> _SUPPLIED PASSAGE_:
=======

Your code accepts external data? Congratulations, and welcome to the minefield! Any unchecked user input can lead to a vulnerability, and manually finding all the "tripwires" in a large project is nearly impossible. But there is a "sapper"—a static analyzer. Our "sapper's" demining tool is taint analysis. It helps detect "dirty" data that reaches dangerous points without prior validation. This note explains how it works.

Think back to your early programming days. Right after "Hello, World" you probably wrote something like this:
int main()
{
char name[256];
printf("Stand up. There you go. "
"You were dreaming. What's your name?\n");
scanf("%255s", name);
printf(name);
return 0;
}
Let's overlook the potential buffer overflow in name from the user input for now—this is only our second program. Let's be honest, this number of characters is enough for everyone. Well... almost everyone.:) However, this program also faces another issue: the name string contains tainted data. We've covered the consequences of passing such a string to printf in a separate article.
You might think, "only students make such mistakes," but we've found similar errors far beyond academic projects.
To catch them during development, you can use static analyzers employing taint-analysis technology. Let's look under the hood of PVS-Studio C and C++ analyzer and break down its structure in detail.
Data flow analysis is a mechanism used by compilers for optimizations and by static analyzers to find bugs and vulnerabilities in code.
To detect errors like overflows, division by zero, or array index out of bounds, the analyzer has to know a variable/operand value at a potentially erroneous expression. The variable can have different values depending on the execution path. A virtual variable value is a set of all possible values it can have at a specific point in a program. Look at this example:
int getElement(int index)
{
int arr[2] {0, 1};
return arr[index];
}
int main()
{
int index = 0; // index = 0
std::cin >> index; // index = [INT_MIN; INT_MAX]
index &= 1; // index = [0; 1]
int element = getElement(index);
return element;
}
It shows the virtual value of the index variable at each program execution point.
0 value;[INT_MIN; INT_MAX];index value falls within the range [0; 1].In this case, knowing the virtual index value, the analyzer won't issue a warning, as it understands that accessing the array won't cause a buffer overrun. All potential values of index lie within the array bounds.
But what if we don't know the virtual value of the variable? For example, when it's a function parameter. Let's remove the main function from the previous example:
int getElement(int index)
{
int arr[2] {0, 1};
return arr[index]; // index is unknown
}
Here, we have a simple function returning an array value by index. When analyzing the function body without interprocedural information, the analyzer doesn't know the index parameter value.

=======

Dataset excerpts on pointing at objects
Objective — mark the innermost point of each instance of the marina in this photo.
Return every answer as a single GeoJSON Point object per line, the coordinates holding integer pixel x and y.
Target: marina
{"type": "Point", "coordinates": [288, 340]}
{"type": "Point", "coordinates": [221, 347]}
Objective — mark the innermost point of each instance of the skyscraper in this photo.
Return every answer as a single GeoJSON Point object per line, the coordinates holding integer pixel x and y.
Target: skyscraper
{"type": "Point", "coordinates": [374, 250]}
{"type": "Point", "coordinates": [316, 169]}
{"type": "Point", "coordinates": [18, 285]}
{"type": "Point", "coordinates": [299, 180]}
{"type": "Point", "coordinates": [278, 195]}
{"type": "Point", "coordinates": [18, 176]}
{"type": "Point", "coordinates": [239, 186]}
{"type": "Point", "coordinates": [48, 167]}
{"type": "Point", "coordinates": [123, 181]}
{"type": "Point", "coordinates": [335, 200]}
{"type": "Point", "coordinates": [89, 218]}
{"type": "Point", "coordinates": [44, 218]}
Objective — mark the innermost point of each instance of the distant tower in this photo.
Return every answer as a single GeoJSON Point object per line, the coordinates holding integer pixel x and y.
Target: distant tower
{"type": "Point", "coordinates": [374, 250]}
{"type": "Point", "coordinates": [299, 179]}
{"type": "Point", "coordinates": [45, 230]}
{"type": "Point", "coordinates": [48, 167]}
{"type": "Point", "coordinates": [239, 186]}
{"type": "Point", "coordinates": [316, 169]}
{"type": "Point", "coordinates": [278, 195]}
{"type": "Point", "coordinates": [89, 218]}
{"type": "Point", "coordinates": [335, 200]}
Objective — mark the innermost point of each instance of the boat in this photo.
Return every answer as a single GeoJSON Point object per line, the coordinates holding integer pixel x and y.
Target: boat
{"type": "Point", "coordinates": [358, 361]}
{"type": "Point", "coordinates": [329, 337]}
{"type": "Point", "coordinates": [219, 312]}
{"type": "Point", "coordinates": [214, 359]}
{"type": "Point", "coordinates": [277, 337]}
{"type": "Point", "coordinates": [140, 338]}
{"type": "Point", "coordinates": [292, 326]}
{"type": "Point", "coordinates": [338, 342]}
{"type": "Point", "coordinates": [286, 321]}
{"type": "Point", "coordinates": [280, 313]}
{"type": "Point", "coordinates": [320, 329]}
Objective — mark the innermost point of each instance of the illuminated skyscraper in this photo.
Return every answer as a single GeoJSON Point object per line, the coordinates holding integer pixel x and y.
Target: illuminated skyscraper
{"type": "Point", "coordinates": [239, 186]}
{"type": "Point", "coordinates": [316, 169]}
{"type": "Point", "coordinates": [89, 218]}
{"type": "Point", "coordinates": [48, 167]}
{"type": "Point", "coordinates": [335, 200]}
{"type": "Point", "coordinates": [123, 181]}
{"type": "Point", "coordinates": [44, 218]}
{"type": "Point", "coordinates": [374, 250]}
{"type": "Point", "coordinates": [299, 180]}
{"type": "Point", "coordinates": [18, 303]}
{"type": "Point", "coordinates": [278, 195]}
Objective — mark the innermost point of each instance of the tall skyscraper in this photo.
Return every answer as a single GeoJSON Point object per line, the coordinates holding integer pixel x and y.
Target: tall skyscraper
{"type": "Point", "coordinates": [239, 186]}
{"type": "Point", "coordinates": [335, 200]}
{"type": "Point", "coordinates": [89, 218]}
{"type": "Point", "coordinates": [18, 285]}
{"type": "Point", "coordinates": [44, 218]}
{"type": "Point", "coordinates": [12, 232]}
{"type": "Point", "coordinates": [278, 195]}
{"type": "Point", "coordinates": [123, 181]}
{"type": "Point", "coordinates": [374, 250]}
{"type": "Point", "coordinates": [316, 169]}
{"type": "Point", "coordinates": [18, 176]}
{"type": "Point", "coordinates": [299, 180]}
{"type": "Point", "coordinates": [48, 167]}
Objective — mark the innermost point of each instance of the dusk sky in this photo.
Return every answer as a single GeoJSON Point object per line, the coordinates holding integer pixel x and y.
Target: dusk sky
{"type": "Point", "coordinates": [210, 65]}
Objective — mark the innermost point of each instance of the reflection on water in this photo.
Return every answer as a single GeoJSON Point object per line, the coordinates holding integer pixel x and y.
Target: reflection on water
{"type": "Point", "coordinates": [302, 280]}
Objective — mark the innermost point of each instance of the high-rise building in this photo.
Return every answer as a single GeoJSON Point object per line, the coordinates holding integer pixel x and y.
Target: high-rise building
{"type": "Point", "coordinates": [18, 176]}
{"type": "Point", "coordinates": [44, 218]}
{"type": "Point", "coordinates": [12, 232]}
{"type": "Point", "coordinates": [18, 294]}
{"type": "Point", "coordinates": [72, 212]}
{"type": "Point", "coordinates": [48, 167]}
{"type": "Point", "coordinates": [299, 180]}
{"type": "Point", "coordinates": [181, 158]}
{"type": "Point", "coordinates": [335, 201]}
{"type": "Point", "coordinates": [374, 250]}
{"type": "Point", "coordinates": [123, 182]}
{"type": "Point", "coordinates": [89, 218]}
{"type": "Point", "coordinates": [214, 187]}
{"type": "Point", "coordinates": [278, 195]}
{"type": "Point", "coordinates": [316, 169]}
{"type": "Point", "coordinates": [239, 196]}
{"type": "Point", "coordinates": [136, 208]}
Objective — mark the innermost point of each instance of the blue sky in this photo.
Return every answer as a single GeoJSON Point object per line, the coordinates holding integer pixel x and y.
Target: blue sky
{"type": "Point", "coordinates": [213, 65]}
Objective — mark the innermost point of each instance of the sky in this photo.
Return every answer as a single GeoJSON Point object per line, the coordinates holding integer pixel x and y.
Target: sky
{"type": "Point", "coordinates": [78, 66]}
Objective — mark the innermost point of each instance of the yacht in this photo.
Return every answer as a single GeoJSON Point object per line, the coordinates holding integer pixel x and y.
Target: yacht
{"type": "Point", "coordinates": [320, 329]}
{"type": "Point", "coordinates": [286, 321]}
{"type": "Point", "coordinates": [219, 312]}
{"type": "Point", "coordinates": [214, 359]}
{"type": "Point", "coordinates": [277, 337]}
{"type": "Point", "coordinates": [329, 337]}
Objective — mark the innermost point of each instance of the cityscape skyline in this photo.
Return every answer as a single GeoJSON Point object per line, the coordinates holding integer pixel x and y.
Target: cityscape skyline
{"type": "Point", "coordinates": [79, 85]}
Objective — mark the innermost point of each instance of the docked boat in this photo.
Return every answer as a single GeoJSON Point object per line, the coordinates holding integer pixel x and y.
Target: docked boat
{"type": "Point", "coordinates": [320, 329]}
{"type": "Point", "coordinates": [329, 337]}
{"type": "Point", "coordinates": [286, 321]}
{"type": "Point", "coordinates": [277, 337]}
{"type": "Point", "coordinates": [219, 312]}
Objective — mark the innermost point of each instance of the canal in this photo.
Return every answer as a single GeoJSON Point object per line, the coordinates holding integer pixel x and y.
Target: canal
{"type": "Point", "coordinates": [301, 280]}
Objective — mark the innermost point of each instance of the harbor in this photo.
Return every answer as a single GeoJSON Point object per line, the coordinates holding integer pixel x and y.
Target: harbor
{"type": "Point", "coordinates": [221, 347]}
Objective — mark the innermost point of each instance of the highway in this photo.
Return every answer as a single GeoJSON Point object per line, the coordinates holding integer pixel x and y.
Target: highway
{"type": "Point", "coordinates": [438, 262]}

=======

> _WRITTEN TASK 1_:
Answer these questions from the taint-analysis passage:
(a) Which technique does it describe as the "sapper's" demining tool?
(b) Which two kinds of tools does it say use data flow analysis, and for what purpose does each use it?
(c) How does it define a virtual variable value?
> _WRITTEN TASK 2_:
Lay out the entries as a Markdown table with the columns "Row" and "Line". Start with the line containing "highway in this photo.", continue through the last line of the entries, and leave out any blank lines.
The taint-analysis passage and the entries are unrelated to each other.

> _EXPECTED OUTPUT 1_:
(a) Taint analysis.
(b) Compilers use it for optimizations, and static analyzers use it to find bugs and vulnerabilities in code.
(c) It is the set of all possible values a variable can have at a specific point in a program.

> _EXPECTED OUTPUT 2_:
| Row | Line |
|---|---|
| 1 | Objective — mark the innermost point of each instance of the highway in this photo. |
| 2 | Return every answer as a single GeoJSON Point object per line, the coordinates holding integer pixel x and y. |
| 3 | Target: highway |
| 4 | {"type": "Point", "coordinates": [438, 262]} |